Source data
----------------------------------------
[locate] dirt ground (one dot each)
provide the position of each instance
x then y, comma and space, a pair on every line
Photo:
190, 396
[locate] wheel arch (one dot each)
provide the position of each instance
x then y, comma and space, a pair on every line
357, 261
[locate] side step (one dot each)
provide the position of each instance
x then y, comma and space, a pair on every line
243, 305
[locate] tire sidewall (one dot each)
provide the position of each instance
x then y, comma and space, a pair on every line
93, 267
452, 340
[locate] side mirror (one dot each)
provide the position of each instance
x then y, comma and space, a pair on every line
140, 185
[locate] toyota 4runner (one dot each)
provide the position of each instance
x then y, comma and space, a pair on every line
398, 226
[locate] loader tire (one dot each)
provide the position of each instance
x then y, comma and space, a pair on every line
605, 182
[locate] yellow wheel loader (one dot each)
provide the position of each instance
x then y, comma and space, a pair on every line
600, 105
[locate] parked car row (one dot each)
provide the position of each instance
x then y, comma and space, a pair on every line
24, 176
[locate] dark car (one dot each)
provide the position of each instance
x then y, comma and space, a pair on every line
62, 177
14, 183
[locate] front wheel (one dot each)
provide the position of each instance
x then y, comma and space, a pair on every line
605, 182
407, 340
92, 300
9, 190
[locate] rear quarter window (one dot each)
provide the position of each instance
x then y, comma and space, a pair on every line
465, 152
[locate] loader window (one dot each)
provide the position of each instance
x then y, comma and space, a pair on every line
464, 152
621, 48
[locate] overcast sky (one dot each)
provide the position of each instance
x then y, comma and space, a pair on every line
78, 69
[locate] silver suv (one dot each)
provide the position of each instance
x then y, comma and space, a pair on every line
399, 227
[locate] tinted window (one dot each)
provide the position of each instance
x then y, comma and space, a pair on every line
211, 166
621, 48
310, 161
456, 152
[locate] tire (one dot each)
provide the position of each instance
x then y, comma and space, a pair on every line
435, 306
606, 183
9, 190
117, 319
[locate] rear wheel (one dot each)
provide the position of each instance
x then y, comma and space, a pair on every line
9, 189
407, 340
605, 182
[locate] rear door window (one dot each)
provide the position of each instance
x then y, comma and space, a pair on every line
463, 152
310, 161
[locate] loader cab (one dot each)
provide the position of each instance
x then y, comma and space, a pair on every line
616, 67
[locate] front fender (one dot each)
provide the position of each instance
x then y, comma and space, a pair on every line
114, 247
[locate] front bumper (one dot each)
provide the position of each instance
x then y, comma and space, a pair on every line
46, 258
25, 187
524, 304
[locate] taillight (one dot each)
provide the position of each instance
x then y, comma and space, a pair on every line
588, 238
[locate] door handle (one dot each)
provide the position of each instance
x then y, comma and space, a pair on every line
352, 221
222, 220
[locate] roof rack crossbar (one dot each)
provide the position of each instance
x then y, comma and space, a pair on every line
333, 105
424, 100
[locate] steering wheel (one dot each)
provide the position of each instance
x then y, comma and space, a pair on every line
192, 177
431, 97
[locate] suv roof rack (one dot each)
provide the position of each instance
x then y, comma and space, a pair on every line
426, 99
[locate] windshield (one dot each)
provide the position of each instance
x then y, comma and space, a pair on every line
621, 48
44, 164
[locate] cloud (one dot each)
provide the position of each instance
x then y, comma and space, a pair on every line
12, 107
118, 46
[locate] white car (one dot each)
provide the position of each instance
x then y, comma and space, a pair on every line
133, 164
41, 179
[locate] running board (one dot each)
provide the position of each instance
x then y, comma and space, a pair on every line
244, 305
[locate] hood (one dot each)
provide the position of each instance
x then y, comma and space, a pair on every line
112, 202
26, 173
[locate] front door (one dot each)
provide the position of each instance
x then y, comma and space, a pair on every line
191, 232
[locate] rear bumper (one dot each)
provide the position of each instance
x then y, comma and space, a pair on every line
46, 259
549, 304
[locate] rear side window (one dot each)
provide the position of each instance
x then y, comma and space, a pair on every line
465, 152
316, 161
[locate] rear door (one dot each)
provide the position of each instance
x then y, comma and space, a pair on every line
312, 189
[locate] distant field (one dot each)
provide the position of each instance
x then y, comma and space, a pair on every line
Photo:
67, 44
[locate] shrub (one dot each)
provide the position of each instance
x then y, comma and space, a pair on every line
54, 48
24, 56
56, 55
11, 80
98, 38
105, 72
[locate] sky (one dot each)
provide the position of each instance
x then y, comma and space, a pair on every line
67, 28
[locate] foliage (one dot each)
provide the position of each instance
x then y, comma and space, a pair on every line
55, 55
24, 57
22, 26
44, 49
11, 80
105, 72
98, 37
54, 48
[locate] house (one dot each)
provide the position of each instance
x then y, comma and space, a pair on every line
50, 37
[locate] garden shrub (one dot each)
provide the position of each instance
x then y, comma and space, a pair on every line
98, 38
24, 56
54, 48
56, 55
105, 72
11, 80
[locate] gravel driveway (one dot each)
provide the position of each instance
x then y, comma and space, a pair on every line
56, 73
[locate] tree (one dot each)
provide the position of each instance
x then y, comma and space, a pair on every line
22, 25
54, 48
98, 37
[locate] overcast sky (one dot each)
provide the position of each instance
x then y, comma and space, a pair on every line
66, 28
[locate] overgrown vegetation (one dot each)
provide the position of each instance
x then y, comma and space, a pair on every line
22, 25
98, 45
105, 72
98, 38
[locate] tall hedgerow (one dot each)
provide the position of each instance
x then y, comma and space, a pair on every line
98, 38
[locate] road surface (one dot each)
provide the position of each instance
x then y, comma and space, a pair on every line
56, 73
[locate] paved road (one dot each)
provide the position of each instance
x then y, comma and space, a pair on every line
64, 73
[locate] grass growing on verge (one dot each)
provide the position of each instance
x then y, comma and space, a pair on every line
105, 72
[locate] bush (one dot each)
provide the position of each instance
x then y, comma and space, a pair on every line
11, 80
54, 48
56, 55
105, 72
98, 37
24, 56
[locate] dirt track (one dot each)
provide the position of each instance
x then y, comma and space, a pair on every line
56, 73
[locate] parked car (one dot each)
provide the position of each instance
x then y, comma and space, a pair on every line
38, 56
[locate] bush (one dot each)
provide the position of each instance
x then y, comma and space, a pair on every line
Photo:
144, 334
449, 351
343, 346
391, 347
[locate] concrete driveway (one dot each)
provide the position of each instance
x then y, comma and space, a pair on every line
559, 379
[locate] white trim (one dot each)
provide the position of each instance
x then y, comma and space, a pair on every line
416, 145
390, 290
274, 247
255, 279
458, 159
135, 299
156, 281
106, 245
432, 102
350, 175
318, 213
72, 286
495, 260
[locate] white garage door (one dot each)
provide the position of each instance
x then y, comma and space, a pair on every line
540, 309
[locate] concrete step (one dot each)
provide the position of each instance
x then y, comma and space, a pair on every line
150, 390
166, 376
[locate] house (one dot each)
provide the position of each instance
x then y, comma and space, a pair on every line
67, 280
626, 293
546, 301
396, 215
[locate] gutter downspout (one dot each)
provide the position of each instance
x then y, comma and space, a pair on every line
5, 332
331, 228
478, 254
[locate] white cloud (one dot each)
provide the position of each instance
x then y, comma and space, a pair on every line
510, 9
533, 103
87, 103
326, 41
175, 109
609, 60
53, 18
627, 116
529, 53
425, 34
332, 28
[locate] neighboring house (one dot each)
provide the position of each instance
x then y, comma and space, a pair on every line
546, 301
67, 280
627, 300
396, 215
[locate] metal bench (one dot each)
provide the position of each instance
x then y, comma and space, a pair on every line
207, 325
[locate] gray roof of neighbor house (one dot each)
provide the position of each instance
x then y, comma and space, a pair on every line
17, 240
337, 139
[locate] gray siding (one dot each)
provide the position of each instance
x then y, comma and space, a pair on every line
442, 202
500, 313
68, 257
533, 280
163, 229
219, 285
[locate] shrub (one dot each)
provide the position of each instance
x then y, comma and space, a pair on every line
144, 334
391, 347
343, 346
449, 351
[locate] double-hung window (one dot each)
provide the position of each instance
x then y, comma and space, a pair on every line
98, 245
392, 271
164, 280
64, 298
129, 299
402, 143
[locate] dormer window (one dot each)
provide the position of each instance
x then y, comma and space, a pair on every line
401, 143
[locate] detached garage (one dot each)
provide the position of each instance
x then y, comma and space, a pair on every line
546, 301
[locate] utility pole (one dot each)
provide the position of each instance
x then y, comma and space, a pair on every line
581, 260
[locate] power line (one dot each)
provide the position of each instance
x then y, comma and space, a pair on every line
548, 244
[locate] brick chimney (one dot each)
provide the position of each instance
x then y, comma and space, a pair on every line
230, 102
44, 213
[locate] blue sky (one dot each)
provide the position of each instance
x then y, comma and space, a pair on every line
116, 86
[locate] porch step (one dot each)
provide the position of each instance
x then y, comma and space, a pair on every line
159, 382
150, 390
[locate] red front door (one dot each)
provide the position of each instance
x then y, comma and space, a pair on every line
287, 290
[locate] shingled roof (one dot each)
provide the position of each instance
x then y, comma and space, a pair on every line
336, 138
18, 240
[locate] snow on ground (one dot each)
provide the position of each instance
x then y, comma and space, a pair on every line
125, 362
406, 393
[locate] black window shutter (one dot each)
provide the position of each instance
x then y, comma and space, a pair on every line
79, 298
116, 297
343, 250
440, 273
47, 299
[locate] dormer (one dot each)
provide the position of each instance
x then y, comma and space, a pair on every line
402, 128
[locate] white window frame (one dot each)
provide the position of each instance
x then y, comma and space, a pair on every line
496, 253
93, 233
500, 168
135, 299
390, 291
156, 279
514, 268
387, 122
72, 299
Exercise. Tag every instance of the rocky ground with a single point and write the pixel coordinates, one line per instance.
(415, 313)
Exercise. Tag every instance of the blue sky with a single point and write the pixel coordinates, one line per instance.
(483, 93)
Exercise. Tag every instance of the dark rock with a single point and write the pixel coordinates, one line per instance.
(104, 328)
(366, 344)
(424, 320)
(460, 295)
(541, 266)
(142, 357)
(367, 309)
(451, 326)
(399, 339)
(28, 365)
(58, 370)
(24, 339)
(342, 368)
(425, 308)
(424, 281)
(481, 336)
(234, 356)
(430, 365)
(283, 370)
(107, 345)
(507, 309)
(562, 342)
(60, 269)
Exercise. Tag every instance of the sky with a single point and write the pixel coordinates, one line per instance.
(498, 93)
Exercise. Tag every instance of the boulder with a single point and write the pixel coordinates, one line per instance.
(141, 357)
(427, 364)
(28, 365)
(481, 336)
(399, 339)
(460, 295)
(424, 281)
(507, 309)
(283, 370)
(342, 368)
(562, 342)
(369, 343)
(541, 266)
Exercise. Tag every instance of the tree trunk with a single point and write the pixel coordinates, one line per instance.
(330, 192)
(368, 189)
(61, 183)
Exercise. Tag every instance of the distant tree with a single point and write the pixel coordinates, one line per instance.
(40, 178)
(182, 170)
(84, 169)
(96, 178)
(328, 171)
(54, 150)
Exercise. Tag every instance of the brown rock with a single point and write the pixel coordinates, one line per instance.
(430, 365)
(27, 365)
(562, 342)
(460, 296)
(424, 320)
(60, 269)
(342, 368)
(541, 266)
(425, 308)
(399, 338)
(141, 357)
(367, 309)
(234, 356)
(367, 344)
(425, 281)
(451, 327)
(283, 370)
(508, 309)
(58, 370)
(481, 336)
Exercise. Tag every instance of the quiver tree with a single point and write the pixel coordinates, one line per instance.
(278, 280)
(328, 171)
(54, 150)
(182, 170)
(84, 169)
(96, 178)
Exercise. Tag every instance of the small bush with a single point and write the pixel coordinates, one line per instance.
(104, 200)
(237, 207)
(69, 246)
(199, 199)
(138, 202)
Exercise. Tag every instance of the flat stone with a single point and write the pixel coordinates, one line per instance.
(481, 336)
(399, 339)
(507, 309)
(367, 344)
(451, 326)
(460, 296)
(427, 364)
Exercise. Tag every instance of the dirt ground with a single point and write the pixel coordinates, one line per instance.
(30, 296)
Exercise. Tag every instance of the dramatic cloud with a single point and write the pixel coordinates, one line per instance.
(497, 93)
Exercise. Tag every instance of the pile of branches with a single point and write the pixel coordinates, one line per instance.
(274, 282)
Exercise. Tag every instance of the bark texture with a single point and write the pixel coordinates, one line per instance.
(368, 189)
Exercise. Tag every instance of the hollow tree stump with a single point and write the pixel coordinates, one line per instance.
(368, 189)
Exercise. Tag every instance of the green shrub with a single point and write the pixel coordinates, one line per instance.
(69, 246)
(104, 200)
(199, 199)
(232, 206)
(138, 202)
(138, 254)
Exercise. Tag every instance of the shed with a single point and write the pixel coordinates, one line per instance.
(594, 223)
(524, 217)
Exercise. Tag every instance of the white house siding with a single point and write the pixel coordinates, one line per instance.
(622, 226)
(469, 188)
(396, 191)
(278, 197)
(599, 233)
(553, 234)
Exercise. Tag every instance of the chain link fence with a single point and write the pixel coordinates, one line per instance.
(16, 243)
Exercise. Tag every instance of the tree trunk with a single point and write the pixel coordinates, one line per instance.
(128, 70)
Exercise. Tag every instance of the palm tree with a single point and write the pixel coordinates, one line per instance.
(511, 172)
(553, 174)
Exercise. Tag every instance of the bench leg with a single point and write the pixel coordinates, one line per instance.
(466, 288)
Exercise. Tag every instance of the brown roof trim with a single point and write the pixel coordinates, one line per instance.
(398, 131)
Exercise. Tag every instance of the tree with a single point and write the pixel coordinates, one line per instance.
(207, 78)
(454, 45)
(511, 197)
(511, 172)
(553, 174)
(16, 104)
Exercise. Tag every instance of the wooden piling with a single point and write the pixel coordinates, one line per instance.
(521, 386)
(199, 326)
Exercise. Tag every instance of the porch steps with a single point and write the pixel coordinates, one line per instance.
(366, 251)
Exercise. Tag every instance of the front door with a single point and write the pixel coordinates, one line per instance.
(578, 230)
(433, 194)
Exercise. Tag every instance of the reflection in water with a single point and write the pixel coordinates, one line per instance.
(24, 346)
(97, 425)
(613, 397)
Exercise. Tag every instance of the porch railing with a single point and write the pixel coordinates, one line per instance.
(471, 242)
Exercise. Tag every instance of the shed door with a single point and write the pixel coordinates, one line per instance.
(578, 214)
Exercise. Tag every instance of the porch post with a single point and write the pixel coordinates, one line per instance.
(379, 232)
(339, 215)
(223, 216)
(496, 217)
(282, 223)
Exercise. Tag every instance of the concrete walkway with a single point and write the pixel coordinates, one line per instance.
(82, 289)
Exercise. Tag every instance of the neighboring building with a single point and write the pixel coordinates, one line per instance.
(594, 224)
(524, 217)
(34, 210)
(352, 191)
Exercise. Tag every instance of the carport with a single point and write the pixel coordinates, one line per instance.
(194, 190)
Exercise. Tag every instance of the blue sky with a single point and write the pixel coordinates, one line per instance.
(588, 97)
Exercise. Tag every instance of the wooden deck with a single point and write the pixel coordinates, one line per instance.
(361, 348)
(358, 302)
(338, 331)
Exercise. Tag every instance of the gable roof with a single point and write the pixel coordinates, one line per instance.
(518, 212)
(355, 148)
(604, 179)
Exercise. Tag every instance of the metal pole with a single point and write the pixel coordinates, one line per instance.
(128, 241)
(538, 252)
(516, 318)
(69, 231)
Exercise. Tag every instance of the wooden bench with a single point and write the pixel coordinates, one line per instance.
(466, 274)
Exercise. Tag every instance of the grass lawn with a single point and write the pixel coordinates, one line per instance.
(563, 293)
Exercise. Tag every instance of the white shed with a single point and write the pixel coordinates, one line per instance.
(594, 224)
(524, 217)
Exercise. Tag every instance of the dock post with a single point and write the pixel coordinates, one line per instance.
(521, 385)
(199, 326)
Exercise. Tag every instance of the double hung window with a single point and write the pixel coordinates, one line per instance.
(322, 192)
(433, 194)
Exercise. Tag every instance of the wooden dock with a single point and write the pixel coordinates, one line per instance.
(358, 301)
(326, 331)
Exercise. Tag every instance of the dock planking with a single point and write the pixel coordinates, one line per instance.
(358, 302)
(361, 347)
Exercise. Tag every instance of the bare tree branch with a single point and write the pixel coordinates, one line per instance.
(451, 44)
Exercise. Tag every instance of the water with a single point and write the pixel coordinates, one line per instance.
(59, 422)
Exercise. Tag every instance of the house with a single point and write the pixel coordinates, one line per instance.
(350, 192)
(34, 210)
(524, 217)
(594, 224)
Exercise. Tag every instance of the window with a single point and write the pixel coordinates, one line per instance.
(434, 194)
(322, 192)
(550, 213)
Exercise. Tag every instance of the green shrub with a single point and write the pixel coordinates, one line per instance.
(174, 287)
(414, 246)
----------------------------------------
## [Activity]
All lines above containing the string "rear" are to be collected.

## [Exercise response]
[locate] rear quarter window (one dot each)
[locate] rear wheel (one dot each)
[locate] rear door window (one dot each)
[locate] rear bumper (one dot each)
[locate] rear side window (one dot each)
[locate] rear door (one dot each)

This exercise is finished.